» THE INPUT:
+ + + + +

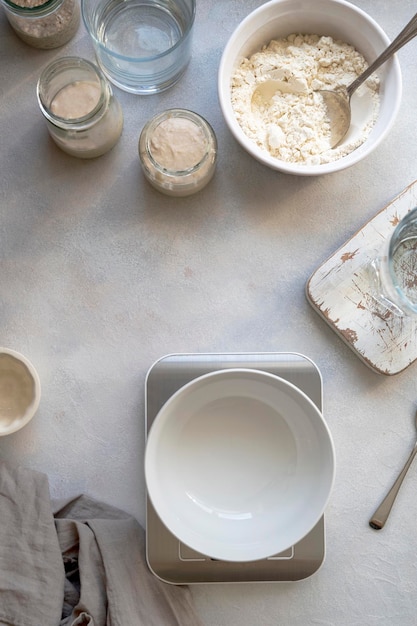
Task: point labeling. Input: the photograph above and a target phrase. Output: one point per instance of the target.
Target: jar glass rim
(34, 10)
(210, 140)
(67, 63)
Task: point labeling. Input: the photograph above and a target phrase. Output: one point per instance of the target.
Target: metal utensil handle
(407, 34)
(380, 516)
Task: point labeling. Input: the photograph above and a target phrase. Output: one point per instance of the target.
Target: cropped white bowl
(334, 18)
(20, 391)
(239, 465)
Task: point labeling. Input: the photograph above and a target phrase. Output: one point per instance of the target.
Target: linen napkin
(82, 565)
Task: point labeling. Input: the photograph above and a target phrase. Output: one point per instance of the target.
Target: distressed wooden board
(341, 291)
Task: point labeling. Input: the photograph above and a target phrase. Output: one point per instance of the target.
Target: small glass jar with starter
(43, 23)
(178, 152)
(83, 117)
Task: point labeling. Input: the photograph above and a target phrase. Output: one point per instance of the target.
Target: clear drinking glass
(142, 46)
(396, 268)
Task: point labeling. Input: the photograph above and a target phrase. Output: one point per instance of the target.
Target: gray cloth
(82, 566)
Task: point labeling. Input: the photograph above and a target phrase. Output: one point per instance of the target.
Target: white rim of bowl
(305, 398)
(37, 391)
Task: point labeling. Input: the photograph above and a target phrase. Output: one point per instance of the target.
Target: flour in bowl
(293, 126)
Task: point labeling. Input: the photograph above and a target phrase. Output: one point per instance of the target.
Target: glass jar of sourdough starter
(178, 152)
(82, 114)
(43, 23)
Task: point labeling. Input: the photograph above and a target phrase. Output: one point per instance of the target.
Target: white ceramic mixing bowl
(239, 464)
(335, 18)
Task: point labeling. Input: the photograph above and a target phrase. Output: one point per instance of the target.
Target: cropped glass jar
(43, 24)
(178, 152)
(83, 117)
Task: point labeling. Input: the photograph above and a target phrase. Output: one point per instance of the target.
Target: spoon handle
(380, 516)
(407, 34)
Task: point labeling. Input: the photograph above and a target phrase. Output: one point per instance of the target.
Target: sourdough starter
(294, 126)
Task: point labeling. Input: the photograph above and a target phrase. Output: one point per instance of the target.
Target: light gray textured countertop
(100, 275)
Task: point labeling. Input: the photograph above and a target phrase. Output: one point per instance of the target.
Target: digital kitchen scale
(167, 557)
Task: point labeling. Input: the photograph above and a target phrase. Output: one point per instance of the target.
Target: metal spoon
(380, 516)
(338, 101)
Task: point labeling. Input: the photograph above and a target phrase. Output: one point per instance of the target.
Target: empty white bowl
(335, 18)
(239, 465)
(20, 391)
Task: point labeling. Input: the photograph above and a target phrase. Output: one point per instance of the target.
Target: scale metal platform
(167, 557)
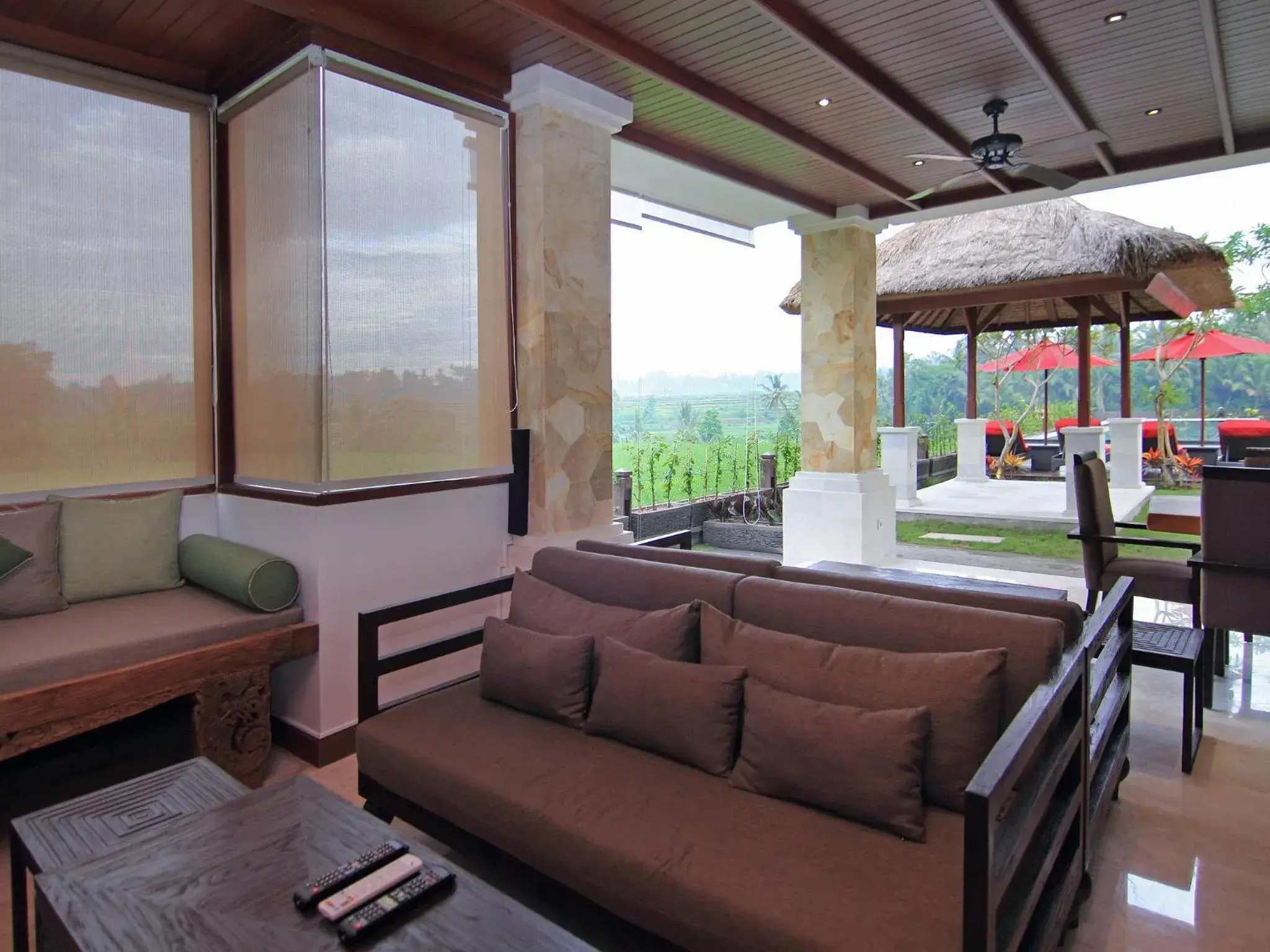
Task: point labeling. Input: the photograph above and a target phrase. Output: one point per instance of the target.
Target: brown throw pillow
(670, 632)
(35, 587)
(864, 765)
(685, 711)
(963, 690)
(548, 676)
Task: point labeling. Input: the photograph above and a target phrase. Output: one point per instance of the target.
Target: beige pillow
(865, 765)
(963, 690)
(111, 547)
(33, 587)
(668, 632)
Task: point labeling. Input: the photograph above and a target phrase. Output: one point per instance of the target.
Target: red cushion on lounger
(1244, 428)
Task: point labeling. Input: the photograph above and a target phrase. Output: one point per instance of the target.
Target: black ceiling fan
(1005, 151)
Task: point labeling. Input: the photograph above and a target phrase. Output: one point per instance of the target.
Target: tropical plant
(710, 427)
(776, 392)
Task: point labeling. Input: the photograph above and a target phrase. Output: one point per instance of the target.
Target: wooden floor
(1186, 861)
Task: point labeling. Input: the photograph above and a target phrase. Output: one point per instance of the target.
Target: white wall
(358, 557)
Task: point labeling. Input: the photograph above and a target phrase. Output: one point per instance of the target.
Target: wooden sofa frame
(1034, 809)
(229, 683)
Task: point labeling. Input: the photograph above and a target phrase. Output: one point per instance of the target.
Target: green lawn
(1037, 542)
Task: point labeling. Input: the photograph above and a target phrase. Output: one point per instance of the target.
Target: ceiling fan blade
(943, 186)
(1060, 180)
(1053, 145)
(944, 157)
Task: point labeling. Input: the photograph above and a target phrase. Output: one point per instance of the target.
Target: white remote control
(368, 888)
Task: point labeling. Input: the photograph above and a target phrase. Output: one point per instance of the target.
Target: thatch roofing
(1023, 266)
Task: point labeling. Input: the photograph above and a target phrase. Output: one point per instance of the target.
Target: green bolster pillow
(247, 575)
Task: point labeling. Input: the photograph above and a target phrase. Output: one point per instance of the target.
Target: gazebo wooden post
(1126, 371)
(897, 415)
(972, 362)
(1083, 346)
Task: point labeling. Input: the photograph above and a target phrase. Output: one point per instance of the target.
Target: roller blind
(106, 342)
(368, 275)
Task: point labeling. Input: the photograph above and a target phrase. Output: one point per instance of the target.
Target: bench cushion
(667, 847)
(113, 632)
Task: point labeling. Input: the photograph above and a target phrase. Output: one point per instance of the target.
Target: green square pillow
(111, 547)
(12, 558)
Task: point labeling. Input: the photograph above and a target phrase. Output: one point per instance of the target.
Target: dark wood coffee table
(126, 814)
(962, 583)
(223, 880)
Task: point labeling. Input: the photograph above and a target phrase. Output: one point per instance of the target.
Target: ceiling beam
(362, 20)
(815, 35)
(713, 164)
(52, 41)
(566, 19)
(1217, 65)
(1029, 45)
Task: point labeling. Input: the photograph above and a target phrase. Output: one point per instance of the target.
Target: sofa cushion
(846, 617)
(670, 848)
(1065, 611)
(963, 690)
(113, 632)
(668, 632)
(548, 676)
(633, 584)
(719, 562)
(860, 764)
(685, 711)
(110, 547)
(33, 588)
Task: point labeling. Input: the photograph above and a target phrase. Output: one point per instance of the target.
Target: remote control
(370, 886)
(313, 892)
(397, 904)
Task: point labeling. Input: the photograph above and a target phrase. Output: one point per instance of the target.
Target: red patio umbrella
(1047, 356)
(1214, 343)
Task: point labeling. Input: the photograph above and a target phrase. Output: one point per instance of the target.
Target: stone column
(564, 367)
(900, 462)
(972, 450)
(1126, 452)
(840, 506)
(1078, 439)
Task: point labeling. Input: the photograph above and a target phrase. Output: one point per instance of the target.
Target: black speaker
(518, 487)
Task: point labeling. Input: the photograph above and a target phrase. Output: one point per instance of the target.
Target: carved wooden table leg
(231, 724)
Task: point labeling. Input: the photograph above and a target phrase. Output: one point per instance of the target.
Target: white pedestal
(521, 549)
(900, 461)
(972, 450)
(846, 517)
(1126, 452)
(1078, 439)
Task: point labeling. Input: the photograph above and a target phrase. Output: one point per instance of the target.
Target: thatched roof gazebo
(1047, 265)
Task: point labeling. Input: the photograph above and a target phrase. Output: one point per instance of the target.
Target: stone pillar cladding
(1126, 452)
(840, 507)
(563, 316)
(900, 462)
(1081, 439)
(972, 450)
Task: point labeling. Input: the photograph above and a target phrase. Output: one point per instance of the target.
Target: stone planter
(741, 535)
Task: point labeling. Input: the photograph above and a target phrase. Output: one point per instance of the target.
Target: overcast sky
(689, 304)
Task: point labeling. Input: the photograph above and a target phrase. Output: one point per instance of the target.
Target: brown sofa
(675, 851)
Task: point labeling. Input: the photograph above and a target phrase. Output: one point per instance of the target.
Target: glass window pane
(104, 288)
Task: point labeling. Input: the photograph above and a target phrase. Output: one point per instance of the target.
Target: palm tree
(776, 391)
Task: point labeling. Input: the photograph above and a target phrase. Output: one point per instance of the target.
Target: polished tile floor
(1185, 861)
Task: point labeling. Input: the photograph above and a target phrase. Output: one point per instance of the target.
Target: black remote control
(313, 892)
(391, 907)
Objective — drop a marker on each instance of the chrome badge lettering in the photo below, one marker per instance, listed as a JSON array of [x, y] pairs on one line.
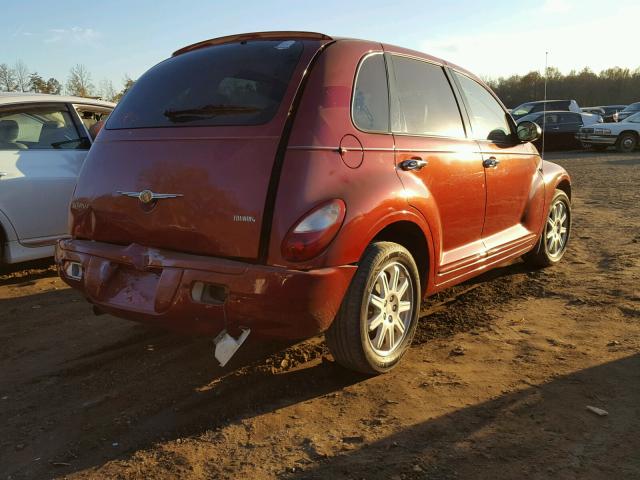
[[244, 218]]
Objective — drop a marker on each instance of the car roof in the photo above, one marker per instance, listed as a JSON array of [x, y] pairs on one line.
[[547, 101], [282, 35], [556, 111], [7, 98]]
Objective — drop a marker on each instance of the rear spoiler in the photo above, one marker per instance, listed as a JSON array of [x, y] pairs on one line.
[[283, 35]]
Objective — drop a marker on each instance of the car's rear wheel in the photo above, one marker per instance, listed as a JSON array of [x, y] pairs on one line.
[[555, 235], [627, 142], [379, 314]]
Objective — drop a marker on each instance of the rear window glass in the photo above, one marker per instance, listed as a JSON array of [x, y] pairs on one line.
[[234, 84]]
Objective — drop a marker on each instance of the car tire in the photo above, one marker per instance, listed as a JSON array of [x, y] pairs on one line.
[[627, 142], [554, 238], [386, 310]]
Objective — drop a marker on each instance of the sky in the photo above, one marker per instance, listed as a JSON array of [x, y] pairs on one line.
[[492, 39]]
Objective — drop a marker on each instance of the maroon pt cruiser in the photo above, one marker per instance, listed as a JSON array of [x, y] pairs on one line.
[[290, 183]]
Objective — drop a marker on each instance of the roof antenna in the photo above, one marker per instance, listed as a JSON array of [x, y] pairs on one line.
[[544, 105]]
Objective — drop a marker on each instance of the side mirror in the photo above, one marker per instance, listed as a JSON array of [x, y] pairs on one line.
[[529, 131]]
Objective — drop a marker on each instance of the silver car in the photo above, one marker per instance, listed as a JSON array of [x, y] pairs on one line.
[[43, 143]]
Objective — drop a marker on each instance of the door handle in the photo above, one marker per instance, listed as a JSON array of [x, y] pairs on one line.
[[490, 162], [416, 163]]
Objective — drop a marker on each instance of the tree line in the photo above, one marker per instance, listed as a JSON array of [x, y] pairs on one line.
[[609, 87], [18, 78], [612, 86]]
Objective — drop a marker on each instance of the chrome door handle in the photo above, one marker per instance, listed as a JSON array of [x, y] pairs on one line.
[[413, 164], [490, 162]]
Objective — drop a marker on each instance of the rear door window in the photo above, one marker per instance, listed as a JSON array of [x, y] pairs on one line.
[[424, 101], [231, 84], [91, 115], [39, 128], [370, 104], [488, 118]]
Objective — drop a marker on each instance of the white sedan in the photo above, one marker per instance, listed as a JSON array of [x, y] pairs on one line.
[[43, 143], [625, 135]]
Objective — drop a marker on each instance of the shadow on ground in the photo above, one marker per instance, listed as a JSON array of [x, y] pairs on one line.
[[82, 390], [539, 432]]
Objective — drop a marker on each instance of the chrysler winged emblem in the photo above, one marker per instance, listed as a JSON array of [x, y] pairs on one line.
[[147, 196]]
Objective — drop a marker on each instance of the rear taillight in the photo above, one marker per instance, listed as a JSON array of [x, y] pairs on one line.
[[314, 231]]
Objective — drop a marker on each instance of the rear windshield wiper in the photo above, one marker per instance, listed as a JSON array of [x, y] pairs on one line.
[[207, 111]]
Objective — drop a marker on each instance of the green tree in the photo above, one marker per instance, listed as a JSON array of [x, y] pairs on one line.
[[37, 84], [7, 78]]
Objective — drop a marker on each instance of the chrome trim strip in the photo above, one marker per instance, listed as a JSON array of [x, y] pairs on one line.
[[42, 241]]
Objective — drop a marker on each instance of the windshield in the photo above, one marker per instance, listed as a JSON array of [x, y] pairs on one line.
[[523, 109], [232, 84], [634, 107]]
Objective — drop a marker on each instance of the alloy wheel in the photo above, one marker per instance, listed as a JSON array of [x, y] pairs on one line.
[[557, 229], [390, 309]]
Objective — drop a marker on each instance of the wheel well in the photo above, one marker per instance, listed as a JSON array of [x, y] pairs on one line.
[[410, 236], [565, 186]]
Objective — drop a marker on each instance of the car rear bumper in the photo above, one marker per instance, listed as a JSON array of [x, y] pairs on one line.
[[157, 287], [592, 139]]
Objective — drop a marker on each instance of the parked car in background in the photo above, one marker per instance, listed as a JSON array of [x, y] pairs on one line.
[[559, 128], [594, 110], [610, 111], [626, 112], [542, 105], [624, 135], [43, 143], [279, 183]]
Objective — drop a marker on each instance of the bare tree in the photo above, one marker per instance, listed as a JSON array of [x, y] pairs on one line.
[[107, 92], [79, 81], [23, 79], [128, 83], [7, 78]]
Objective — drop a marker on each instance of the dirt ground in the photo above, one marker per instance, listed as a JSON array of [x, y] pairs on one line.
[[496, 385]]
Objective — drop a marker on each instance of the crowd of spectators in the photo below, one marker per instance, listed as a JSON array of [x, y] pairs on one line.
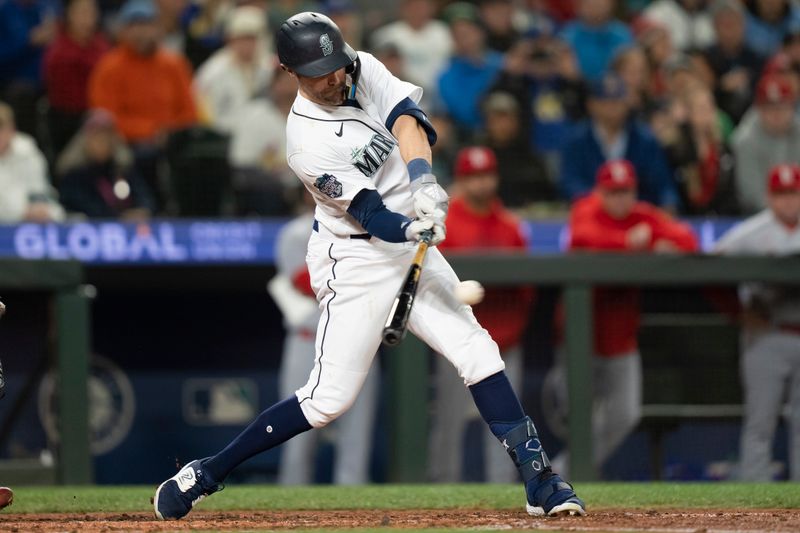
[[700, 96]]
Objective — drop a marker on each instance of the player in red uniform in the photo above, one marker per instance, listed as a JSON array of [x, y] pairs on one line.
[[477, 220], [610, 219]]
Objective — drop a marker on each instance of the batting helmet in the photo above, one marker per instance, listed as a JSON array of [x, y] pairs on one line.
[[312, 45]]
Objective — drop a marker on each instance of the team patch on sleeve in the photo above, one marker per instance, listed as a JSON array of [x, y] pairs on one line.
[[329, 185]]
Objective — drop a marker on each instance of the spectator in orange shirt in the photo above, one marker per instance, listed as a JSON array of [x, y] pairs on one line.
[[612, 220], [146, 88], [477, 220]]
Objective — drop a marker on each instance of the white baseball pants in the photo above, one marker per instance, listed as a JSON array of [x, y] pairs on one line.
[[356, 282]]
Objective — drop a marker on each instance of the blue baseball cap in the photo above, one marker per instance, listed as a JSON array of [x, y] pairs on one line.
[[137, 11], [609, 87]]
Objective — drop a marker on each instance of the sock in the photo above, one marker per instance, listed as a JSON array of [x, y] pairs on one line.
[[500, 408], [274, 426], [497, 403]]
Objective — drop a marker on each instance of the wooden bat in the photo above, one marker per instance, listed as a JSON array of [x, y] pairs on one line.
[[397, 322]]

+ + + + +

» PROMPT: Repeat word for word each line from the one with "the white baseball" to the end of the records above, inclusive.

» FINISHED ANSWER:
Objective — drop a marker on each instance of the white baseball pants in the photo above, one marker per instance, listed as a JSON array of [x, y] pairs on one line.
[[356, 282]]
Objective — drop a marker on each instance of the blue baseball cap in the photo above, one marker per instance, listed as a JSON array of [x, y] pairs on one line.
[[137, 11], [609, 87]]
Objective — drop a marker on each instance of the sock in the photo above, one marker per instance, listed as a JSON array of [x, y] pairs on one line.
[[500, 408], [274, 426], [497, 403]]
Objective — drop a marker on each instance of the wooden bat in the photo above, one marker per instance, listed as a JSON array of [x, y] pairs on one line.
[[397, 322]]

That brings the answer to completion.